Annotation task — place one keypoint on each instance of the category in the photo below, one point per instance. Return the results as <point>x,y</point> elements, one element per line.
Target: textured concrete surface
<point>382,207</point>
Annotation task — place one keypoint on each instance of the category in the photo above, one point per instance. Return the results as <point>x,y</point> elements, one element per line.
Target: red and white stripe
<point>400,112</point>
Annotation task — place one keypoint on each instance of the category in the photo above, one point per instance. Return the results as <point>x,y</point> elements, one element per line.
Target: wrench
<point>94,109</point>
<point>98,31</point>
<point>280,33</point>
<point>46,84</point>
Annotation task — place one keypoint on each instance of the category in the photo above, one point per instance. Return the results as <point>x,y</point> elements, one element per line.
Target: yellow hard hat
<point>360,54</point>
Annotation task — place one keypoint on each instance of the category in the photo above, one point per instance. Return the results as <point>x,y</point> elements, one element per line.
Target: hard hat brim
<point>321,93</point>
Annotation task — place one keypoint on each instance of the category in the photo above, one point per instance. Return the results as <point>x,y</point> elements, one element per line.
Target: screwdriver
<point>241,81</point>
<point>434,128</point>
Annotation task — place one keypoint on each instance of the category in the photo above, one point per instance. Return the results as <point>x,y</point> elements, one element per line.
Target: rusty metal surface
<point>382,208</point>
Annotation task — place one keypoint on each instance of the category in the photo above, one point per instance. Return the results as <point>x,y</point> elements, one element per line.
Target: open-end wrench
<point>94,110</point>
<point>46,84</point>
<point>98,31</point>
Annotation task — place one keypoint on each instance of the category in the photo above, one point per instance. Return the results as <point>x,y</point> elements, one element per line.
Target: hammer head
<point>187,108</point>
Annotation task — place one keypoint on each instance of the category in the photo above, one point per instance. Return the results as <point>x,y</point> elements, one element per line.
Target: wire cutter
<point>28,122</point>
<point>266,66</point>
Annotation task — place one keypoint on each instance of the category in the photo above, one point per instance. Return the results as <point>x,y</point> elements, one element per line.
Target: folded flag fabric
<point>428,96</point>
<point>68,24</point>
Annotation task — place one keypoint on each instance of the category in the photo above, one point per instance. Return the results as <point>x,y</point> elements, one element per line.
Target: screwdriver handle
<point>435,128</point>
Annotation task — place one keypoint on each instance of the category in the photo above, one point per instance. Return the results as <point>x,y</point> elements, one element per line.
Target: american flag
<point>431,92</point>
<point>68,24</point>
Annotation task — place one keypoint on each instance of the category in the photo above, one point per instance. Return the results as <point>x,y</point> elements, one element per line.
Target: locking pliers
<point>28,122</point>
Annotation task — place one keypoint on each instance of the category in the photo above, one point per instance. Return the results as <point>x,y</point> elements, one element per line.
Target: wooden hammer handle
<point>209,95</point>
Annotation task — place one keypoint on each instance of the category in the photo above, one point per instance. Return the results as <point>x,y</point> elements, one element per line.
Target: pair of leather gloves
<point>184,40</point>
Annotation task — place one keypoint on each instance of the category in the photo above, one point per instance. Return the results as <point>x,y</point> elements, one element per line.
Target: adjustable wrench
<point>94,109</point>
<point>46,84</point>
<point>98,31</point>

...

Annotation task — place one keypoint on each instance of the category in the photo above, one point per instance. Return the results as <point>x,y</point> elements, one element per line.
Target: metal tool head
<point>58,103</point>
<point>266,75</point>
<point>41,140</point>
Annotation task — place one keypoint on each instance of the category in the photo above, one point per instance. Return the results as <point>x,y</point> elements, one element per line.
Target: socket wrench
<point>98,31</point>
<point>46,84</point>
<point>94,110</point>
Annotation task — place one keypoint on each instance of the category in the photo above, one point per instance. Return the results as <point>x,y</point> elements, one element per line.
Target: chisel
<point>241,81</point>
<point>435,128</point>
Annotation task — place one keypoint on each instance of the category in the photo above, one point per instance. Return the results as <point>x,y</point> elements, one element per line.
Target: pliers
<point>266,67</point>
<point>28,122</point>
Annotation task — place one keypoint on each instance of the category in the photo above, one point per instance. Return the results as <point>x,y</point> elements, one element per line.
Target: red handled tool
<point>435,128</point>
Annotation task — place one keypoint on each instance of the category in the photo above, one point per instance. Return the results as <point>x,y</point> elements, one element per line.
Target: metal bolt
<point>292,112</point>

--

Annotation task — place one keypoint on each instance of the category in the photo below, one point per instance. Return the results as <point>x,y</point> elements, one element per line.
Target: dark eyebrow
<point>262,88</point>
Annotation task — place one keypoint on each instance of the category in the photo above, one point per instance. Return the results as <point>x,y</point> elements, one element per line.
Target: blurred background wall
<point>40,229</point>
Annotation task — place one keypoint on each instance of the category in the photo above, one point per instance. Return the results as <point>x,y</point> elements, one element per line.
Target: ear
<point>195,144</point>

What you have to do
Return every line of the records above that contains the word "flag", treating uppercase and lowercase as different.

Solved problem
Target: folded flag fabric
Target: american flag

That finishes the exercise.